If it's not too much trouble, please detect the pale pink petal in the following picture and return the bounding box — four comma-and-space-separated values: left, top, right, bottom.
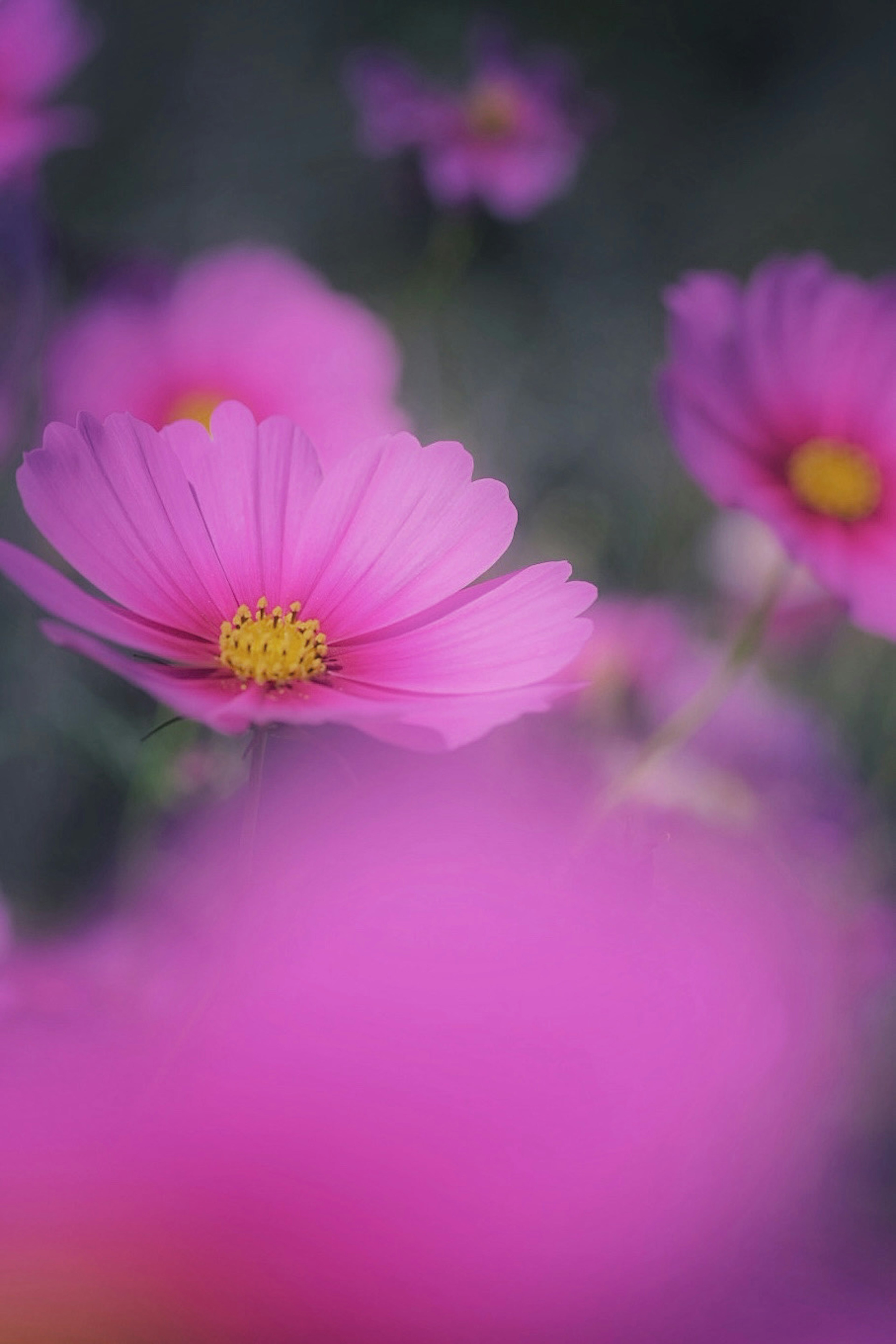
18, 415, 238, 637
40, 621, 261, 732
657, 367, 783, 508
660, 271, 777, 456
161, 402, 321, 614
47, 246, 407, 465
0, 540, 211, 664
46, 292, 173, 429
165, 247, 407, 465
42, 621, 424, 734
339, 562, 596, 695
341, 681, 575, 751
293, 434, 516, 644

# Written problem
Write out the lines above again with "pale pink petal" swapped for "white flower" and everything else left as it is. Omit the pictures.

# Solved problem
If it's not too much trouble, please detect the white flower in the following picture and return the bounding box — four comma-and-space-separated values: left, top, right, bottom.
18, 415, 238, 637
40, 621, 261, 732
657, 367, 783, 508
660, 271, 777, 456
161, 402, 321, 614
47, 246, 407, 465
0, 540, 211, 664
46, 292, 173, 429
165, 247, 407, 465
42, 621, 424, 734
339, 562, 596, 695
341, 681, 575, 751
293, 434, 516, 644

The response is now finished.